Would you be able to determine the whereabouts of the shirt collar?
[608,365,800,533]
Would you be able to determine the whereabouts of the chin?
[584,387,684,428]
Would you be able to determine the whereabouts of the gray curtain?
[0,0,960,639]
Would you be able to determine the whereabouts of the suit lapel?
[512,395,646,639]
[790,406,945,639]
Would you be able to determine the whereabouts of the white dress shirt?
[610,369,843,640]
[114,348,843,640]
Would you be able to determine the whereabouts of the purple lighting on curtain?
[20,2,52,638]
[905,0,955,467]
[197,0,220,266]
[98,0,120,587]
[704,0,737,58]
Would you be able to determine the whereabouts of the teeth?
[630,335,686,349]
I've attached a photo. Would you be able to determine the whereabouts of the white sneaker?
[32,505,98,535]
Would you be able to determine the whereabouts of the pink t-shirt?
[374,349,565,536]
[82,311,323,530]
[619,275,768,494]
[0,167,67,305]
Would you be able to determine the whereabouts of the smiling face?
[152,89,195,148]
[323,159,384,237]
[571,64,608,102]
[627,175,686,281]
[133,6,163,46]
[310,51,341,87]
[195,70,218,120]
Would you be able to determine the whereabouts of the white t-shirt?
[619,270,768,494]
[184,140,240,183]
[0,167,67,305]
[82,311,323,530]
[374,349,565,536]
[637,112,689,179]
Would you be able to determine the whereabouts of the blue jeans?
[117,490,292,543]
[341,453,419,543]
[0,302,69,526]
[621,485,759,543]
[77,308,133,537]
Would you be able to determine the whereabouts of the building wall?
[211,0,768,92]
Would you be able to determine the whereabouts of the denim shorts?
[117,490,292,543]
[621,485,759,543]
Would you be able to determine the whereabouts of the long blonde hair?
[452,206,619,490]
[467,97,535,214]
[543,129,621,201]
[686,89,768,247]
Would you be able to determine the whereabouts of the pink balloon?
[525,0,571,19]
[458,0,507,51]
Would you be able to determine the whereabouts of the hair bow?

* * *

▶ [Brief]:
Please copy the records, starting at the line that contains "Would you be able to determine the whereabouts of the smiling" and ending at the line that contains "[637,112,689,179]", both lines included. Reproduce each line unchanged.

▶ [Result of this exercise]:
Would you be able to determine the whereabouts of the smiling face?
[152,89,195,148]
[323,159,384,237]
[571,64,608,102]
[627,175,686,281]
[133,6,163,46]
[310,51,341,87]
[195,70,218,120]
Would you be able to determine the whereabouts of the white t-shirt?
[619,270,768,494]
[184,140,240,183]
[0,167,67,305]
[82,311,323,530]
[374,349,565,536]
[637,112,689,179]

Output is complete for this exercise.